Extract the entries exactly as they appear, beginning at the line that contains "Box the bird's claw" and stopping after the line that contains "179 157 231 172", with both of those lines included.

:: Records shown ::
========================================================================

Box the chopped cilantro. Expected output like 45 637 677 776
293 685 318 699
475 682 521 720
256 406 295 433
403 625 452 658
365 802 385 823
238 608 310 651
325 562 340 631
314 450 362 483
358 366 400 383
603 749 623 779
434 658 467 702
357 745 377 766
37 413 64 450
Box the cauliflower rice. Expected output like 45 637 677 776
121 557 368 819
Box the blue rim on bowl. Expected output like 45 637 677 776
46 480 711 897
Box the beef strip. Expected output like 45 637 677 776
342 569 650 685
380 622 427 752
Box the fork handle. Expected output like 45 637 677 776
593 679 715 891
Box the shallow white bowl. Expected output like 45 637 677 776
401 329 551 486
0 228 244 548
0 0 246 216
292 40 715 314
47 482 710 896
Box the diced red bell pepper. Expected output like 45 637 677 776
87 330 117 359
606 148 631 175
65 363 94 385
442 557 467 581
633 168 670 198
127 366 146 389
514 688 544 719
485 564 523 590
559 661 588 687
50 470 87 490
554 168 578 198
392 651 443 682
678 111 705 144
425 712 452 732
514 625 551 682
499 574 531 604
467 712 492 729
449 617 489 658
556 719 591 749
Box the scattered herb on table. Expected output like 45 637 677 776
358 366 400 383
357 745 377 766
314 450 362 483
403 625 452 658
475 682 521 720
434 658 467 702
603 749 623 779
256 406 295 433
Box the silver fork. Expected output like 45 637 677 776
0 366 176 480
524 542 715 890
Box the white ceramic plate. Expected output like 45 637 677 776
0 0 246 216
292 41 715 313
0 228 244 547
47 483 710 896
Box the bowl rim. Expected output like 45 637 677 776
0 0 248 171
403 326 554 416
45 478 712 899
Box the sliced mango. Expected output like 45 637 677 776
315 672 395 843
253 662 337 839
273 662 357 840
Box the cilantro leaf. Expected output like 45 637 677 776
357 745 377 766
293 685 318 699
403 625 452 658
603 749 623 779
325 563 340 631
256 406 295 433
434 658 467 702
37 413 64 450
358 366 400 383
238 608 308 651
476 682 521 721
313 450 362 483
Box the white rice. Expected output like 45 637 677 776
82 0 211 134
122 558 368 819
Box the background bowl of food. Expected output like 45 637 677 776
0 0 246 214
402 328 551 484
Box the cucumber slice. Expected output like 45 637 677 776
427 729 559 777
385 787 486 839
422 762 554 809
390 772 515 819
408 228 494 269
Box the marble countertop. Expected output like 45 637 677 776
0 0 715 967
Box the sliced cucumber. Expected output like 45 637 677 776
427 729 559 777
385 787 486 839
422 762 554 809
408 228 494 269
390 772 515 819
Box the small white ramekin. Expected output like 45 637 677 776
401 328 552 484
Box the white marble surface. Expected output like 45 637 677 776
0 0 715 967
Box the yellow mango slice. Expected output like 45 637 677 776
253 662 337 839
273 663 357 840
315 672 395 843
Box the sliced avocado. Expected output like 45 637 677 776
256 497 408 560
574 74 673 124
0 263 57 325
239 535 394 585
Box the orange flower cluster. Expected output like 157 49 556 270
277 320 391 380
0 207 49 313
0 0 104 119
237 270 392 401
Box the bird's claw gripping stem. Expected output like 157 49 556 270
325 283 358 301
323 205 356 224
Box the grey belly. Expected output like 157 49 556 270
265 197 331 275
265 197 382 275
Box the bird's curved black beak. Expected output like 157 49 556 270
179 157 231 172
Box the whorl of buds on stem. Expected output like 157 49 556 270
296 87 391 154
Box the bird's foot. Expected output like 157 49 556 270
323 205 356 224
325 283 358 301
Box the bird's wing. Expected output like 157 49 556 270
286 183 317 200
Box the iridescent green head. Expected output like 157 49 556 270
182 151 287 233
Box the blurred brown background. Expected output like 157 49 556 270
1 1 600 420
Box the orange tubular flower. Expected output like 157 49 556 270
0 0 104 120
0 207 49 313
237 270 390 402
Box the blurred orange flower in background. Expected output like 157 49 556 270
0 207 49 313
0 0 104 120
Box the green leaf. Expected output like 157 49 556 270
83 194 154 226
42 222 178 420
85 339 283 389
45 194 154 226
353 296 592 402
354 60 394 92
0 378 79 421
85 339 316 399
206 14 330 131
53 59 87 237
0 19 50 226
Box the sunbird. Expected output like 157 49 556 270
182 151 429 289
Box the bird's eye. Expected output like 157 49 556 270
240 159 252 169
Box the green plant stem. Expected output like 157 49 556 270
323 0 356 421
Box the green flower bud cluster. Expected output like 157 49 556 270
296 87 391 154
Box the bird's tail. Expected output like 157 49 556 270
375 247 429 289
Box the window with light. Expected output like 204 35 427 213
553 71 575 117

========================================================================

:: Complete output ::
Box the bird's claw gripping stem. Expected output like 157 49 556 270
325 283 358 301
323 205 356 224
Box the grey belly. Expected output like 157 49 556 270
265 197 331 275
265 197 382 275
Box the bird's curved black beak. Expected output like 157 49 556 270
179 157 231 172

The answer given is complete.